## AUFGABENSTELLUNG
Skaliere die Daten: Beginne bei der Zeile, die "Detect boat radar" enthält, höre nach der letzten Zeile der Daten auf und gib jede dieser Zeilen vollständig wieder. Multipliziere dabei jeden Koordinatenwert mit 2,15 und runde auf ganze Zahlen, wobei Halbe aufgerundet werden.

## BEREITGESTELLTE DATEN
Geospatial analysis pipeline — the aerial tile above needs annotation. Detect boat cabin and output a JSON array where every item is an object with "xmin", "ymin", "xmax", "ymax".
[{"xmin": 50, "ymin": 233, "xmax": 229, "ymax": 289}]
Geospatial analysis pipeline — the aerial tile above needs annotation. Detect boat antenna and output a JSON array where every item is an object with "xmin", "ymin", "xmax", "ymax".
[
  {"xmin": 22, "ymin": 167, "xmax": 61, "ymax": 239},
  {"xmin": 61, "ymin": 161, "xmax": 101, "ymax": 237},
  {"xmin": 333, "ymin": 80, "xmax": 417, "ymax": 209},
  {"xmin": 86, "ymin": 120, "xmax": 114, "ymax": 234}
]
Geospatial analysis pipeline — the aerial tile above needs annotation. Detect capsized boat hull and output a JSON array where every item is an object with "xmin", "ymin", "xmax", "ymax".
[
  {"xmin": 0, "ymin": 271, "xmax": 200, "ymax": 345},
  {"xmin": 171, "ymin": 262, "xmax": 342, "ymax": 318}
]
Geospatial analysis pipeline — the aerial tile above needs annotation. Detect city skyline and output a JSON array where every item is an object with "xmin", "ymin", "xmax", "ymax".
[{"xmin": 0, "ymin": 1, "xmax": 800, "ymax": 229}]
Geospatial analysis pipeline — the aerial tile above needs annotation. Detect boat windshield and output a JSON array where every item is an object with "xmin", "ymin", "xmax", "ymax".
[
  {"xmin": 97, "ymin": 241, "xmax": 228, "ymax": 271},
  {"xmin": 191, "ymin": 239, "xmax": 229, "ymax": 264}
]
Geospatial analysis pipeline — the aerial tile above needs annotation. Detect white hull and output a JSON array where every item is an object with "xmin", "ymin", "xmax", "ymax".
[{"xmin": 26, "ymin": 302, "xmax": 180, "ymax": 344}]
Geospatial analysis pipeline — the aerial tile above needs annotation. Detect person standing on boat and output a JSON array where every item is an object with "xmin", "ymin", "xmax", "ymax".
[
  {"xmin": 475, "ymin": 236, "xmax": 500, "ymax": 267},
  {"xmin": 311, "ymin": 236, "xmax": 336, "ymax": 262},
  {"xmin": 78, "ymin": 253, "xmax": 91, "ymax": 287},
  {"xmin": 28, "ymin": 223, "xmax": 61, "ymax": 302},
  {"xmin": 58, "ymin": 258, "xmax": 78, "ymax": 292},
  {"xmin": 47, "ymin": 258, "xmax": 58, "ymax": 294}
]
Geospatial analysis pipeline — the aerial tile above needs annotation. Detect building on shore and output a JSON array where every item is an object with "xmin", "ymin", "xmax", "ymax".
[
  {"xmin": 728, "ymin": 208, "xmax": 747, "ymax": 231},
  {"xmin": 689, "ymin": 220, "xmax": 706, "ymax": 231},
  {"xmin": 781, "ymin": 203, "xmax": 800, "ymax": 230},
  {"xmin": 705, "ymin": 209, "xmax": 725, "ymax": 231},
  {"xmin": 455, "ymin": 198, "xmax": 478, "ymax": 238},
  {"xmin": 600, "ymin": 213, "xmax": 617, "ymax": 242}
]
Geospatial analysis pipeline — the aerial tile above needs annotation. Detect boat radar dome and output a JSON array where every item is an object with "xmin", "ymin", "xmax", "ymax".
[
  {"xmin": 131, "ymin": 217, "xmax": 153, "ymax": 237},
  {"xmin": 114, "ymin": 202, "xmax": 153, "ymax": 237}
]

## SCHRIFTLICHE ANTWORT
Geospatial analysis pipeline — the aerial tile above needs annotation. Detect boat radar dome and output a JSON array where every item is an object with "xmin", "ymin", "xmax", "ymax".
[
  {"xmin": 282, "ymin": 467, "xmax": 329, "ymax": 510},
  {"xmin": 245, "ymin": 434, "xmax": 329, "ymax": 510}
]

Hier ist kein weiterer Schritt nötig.